◆ Selected excerpt ◆
============

Figure 2.10 shows the timing diagram. We can see from the figure that the value of the reordering timer is halved when the adjusting timer expires. If lots of out-of-order packets are received, the adjusting timer will be set up again. Figure 2.11 shows the pseudo code of these two timers.
2.3.4. Load Balancing
In our striping algorithm, we use the round robin scheme for striping. Every stripe thus will share the same load. Consider a situation in which one of the stripes is busy because there are other transmissions simultaneously occurring on this stripe. We should route some packets to other stripes to balance the load. Otherwise, there will be lots of packets queued in the buffer of the busy stripe. For the same reason, in the receiver side, there will be lots of out-of-order packets
should adjust the striping dynamically based on the busy state of stripes.
The MAC layer of IEEE 802.11 performs carrier sense when transmitting a packet. If there is another host transmitting its packets in the same frequency channel, the transmission of the packet will be delayed. When there is no transmission on the medium, a back-off timer is scheduled. When the timer is expired, the MAC layer will try to transmit again. The operation is repeated until the packet is sent. If several retries all failed, the packet will be dropped. Thus if there are many hosts transmitting packets simultaneously (the medium is busy), lots of packets may not be able to be transferred and thus will be queued in the buffer of adaptors.
For this reason, we detect the packet queue length in each wireless link to check whether the wireless link is busy or not. If the wireless link is busy, a number of packets will be queued in the packet queue.
We use the round robin scheme to choose a link for transmission. If the queue length of a wireless link exceeds one-fourth of the maximum queue length, we can assume that the wireless link is busy now. We should try to find another wireless link whose queue length doesn’t exceed one-fourth of the maximum queue length. If all wireless links are busy, then we still choose the original link for transmission. This can dynamically balance the load and route more packets to the idle wireless link to eliminate out-of-order packets.

============

◆ Given request ◆
Transcribe the excerpt on wireless link striping between "The MAC layer of" and "the packet queue.", inclusive.

◆ Supplied data ◆
============

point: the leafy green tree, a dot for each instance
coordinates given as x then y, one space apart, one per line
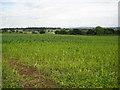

============

◆ Full answer ◆
The MAC layer of IEEE 802.11 performs carrier sense when transmitting a packet. If there is another host transmitting its packets in the same frequency channel, the transmission of the packet will be delayed. When there is no transmission on the medium, a back-off timer is scheduled. When the timer is expired, the MAC layer will try to transmit again. The operation is repeated until the packet is sent. If several retries all failed, the packet will be dropped. Thus if there are many hosts transmitting packets simultaneously (the medium is busy), lots of packets may not be able to be transferred and thus will be queued in the buffer of adaptors.
For this reason, we detect the packet queue length in each wireless link to check whether the wireless link is busy or not. If the wireless link is busy, a number of packets will be queued in the packet queue.